Objectives »
1 > Copy word for word the part of the commentary on Turkey's regional role that runs from "At the end of" to "of Islam followers.".
2 > Pick up the commentary on Turkey's part in the Azerbaijan-Armenia conflict after its last sentence and keep writing it.

Given passage »
It’s as sad an observation as it could also be true. In Africa we say even the bitter one is for taste. If one were asked to mention the conflict “common denominator” in the Middle East, the Arab world, north of Africa, the Mediterranean and now the South Caucasus, could Turkey be the best bet?
Even in the event of this being right, the question still remains: “But, why Turkey?” Already the leading suspect on the European Court of Human Rights (ECHR) (wanted?) cause list, Turkey has had a hand in Syria, Libya, East Mediterranean and Greece conflicts. Now, the country is at the center of the Armenia-Azerbaijan or vice versa crisis, depending on from which angle one wants to look at it.
And the writing on the wall reads like if peace has to rein again between the warring South Caucasus neighbors, Turkey has to be part of the solution process. In this very case, Turkey backs the Azerbaijan President Ilham Aliyev.
To an inquisitive mind, the Turkey game in the Azerbaijan-Armenia crisis looks like a replay of the Syria and Libya matches’ combinations with slight tactical changes – this time round space and time notwithstanding.
Behind the curtain of the current scene of crisis, Turkey is supporting Azerbaijan in contrast to the influence interests of Russia, which is on the side of Armenia – though not conspicuously military as it did in the case of Syria. But if Turkey is supporting Azerbaijan with arms and other logistics and while remaining a big market for Russia’s arms, it goes without saying that Moscow’s military outfit somehow spills over into Azerbaijan via Turkey. There are also reports on the ground that Moscow has actually already beaten Turkey to the second place in arms’ sales to Azerbaijan – its support to Armenia notwithstanding. Money, money and money is the point at issue.
So in a way Russia ends up supporting both warring parties in the same Azerbaijan-Armenia conflict. Of course, for Moscow this is not a big deal. It’s as easy as taking a breakfast meal. In our East African part of the world we have a live example. In the late 1970s, Russia sold arms to Tanzania and Uganda countries, whose armies were engaged in the Kagera War.
At the end of the day, therefore, what is of interest to the world is what chances there are for the conflict finding a peaceful solution. The chances, with very extreme caution, are slim. The worse thing is that this armed conflict is taking place when the 2020 UN General Assembly (UNGA) has just got into session.
As the norm of the day, the United Nations and its various organs – the Secretary General’s Office and Security Council in particular– have issued official statements. The same applies to the European Union through the EU Council. All these we know have no biting effects on warring and proxy parties.
But for President Erdogan, the conflict is another chance to kill many of his birds with one stone. It is time for him to further display his ‘without frontier concern’ for the welfare of Islam followers.
It is time for him to gain more sympathy from his people. This is an extra chance of making the Turkish people turn away their eyes and attention from what is taking place at home in terms of the rule of law.
It is opportune time for making more money on arms sales to Azerbaijan.

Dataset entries
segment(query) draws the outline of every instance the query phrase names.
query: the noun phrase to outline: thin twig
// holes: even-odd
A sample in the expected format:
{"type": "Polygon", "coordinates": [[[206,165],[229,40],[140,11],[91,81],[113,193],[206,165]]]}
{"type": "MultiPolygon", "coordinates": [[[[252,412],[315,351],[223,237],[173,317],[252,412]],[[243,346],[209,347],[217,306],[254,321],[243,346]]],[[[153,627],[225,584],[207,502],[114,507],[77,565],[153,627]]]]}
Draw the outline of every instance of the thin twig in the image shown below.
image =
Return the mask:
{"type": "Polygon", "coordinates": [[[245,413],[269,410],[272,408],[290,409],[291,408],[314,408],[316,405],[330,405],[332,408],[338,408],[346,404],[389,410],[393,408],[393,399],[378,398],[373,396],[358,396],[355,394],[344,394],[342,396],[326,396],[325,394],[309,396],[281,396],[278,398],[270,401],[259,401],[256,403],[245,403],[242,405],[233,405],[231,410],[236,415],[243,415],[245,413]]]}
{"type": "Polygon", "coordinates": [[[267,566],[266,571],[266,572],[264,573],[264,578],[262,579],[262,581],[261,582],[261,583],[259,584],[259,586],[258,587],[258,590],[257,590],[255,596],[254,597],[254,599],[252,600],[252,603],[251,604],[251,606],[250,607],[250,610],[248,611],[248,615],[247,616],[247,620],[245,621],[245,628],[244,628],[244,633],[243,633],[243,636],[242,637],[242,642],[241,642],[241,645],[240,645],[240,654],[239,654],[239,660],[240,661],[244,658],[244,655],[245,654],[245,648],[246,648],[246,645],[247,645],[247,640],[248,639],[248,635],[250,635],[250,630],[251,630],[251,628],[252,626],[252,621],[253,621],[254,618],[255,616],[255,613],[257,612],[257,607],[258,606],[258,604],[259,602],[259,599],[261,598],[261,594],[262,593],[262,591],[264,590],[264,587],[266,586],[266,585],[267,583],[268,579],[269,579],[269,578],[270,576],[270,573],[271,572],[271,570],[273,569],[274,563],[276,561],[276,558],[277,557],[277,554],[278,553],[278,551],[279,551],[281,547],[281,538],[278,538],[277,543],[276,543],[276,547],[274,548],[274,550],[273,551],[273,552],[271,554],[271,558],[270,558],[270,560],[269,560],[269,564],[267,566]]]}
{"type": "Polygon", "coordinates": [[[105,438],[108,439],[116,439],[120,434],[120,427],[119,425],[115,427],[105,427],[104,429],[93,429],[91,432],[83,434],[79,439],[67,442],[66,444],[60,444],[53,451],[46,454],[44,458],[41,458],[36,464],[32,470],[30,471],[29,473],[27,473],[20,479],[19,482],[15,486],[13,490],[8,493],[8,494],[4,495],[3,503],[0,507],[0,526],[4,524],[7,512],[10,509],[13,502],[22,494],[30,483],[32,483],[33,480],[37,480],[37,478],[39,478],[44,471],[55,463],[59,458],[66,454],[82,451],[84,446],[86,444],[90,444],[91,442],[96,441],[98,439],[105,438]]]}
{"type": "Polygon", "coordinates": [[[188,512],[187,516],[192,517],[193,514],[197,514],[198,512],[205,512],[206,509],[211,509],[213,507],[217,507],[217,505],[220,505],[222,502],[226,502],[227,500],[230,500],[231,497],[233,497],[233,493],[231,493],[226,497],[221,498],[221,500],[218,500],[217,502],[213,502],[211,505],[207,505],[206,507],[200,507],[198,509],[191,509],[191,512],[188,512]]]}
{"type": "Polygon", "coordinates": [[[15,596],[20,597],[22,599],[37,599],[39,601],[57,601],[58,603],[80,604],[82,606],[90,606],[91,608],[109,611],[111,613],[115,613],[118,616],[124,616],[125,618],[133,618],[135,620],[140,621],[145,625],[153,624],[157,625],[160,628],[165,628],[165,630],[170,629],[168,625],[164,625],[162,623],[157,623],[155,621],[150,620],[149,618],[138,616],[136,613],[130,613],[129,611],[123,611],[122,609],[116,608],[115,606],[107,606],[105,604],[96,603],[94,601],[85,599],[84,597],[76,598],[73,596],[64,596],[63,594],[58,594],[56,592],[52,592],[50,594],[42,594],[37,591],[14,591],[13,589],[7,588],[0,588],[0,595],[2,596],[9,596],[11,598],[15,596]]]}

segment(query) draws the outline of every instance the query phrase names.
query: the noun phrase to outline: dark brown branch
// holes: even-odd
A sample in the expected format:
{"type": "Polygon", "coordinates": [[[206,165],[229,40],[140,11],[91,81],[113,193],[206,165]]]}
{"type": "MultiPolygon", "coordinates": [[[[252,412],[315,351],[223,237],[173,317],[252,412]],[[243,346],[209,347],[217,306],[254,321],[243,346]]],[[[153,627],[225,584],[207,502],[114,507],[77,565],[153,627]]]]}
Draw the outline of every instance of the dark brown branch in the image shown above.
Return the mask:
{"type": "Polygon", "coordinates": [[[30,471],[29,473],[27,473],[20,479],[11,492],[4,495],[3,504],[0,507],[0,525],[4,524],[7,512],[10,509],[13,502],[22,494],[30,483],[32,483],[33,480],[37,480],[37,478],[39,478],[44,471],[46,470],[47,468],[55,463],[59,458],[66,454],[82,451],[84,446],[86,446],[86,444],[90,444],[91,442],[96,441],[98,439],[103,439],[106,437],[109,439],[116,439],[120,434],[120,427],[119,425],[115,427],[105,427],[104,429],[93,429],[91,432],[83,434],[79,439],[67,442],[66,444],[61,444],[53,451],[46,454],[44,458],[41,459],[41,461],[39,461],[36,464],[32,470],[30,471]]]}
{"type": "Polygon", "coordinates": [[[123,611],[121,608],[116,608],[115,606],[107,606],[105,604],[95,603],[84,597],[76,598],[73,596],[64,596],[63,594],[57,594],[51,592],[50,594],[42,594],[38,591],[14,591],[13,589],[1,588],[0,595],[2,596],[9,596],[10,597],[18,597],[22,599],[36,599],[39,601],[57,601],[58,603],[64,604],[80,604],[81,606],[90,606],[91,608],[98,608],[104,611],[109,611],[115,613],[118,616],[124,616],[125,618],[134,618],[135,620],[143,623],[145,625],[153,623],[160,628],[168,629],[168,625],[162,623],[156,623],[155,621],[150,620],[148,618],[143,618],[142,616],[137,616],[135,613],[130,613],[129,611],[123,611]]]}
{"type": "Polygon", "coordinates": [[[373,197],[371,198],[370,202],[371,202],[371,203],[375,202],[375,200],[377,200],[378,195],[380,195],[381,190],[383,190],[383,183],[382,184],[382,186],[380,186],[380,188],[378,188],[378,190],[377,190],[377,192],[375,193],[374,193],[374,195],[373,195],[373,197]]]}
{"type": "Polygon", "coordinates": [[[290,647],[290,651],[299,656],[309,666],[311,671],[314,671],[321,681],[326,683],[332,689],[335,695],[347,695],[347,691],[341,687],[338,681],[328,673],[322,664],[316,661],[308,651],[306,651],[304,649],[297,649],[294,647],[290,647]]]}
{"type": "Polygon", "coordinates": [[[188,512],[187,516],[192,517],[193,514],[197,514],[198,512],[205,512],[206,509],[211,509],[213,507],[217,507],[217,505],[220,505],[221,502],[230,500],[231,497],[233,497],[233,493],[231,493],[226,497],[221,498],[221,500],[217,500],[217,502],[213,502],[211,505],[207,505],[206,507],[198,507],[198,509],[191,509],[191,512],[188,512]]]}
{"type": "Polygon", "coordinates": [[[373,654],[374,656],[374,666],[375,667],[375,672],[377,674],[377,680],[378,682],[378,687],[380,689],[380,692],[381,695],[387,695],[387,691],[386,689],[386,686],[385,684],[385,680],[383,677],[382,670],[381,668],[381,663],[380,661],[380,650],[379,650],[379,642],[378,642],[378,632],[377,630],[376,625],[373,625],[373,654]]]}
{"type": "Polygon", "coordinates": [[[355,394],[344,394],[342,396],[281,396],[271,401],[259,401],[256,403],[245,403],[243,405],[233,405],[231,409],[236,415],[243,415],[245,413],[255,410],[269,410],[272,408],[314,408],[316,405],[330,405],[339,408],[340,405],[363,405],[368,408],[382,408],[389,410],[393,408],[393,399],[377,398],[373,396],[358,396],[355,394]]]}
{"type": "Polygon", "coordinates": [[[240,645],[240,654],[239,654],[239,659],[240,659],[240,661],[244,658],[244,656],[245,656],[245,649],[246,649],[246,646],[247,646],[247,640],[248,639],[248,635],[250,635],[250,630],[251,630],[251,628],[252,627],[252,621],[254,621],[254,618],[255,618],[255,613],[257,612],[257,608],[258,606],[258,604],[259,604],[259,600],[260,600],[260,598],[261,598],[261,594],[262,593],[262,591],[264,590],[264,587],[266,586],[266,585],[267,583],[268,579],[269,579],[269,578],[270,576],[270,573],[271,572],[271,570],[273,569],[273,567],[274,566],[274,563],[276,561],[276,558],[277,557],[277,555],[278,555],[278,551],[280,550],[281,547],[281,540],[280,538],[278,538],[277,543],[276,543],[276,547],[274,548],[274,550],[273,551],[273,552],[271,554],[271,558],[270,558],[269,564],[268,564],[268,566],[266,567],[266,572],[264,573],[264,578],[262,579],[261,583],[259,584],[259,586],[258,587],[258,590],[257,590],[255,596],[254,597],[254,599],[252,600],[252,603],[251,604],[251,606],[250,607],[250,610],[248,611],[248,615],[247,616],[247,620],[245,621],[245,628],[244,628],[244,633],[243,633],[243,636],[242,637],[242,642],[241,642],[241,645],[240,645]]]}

Task-by-task results »
1 >
At the end of the day, therefore, what is of interest to the world is what chances there are for the conflict finding a peaceful solution. The chances, with very extreme caution, are slim. The worse thing is that this armed conflict is taking place when the 2020 UN General Assembly (UNGA) has just got into session.
As the norm of the day, the United Nations and its various organs – the Secretary General’s Office and Security Council in particular– have issued official statements. The same applies to the European Union through the EU Council. All these we know have no biting effects on warring and proxy parties.
But for President Erdogan, the conflict is another chance to kill many of his birds with one stone. It is time for him to further display his ‘without frontier concern’ for the welfare of Islam followers.

2 >
President Erdogan’s entry tangent into the Armenia-Azerbaijan armed conflict has been more tactful. No repeat of the Idlib errors that saw him carry coffins of fallen Turkish troops back home. This time, besides calling Armenia “the biggest threat to peace in the region” thus justifying his presence there, he is on record for deploying Syrian mercenaries.
This is just more than claims made from “enemy” governments of Armenia and Karabakh. The Commander of the Syrian National Army supported by Turkey, General Ziyad Hajji Ubayd, was quoted as confirming to have sent fighters to Azerbaijan. And do you know what their mission is? In his own words, it is “to provide for their families due to poor economic conditions. We are ready to fight everywhere for Turkey’s national interests and security. We defend our interests to achieve our goals.”
Media reports hinted on a private Turkish security company engaging Syrian fighters as border guards in Azerbaijan. And do you know the figures involved? Gen. Ubaid revealed President Erdogan having provided financial support to more than 70,000 members. One can imagine the impact of this strength being deplored in the Nagorno-Karabakh enclave.
Their salaries are very attractive. Media reports quote between 7,000-9000 Turkish lira against the traditional 450-550 per month. This alone raises another critical question. Where does President Erdogan get all this money from to pay the mercenaries when the economy of Turkey is practically in tartars?
Despite the area being officially recognized as part of Azerbaijan, it is practically governed as an independent state with the ethnic majority of Armenians and supported by Armenia. But the Azerbaijan-Armenia conflict is not all about the age-old ethnic problem. Reading between the lines of what the ‘volunteers’ (mercenaries) had to say, the conflict area is also sitting on oil and gas facilities, which they would also be guarding. So, now we know. It’s not the question of human rights. There is an added value in the form of oil and gas – the current two leading curses to possess for peace and security.
This could also explain why other world powers like the United States and Russia have adopted a wait-and-see attitude towards the conflict. The US and Russia were with Turkey in Syria. They know what Turkey means in such conflicts. Of course, for the US, faced with the coming presidential elections, the Azerbaijan-Armenia crisis can wait. Why try to pull a kiss from a wife in labor pangs? At the same time President Trump and President Erdogan seem to have special links transcending Washington and Ankara government borders into individual family business interests. Making Russian President Putin put Erdogan on spot is not quite easy. How about the S-400 deals and the like?
Somehow, President Erdogan has been so tactful as to influence Washington and Moscow foreign policy, enabling him to virtually carry any of his missions through without much trouble. The same he has done to fix European countries by using the tangent of threatening to open the floodgates for asylum seekers.
The question is: For how long will President Erdogan be able to comfortably get through with it? Can the world really leave this to time to provide the cure? Of course, it can. But this would not be fair. Which country in the world is above provisions of international laws and conventions to which it is signatory?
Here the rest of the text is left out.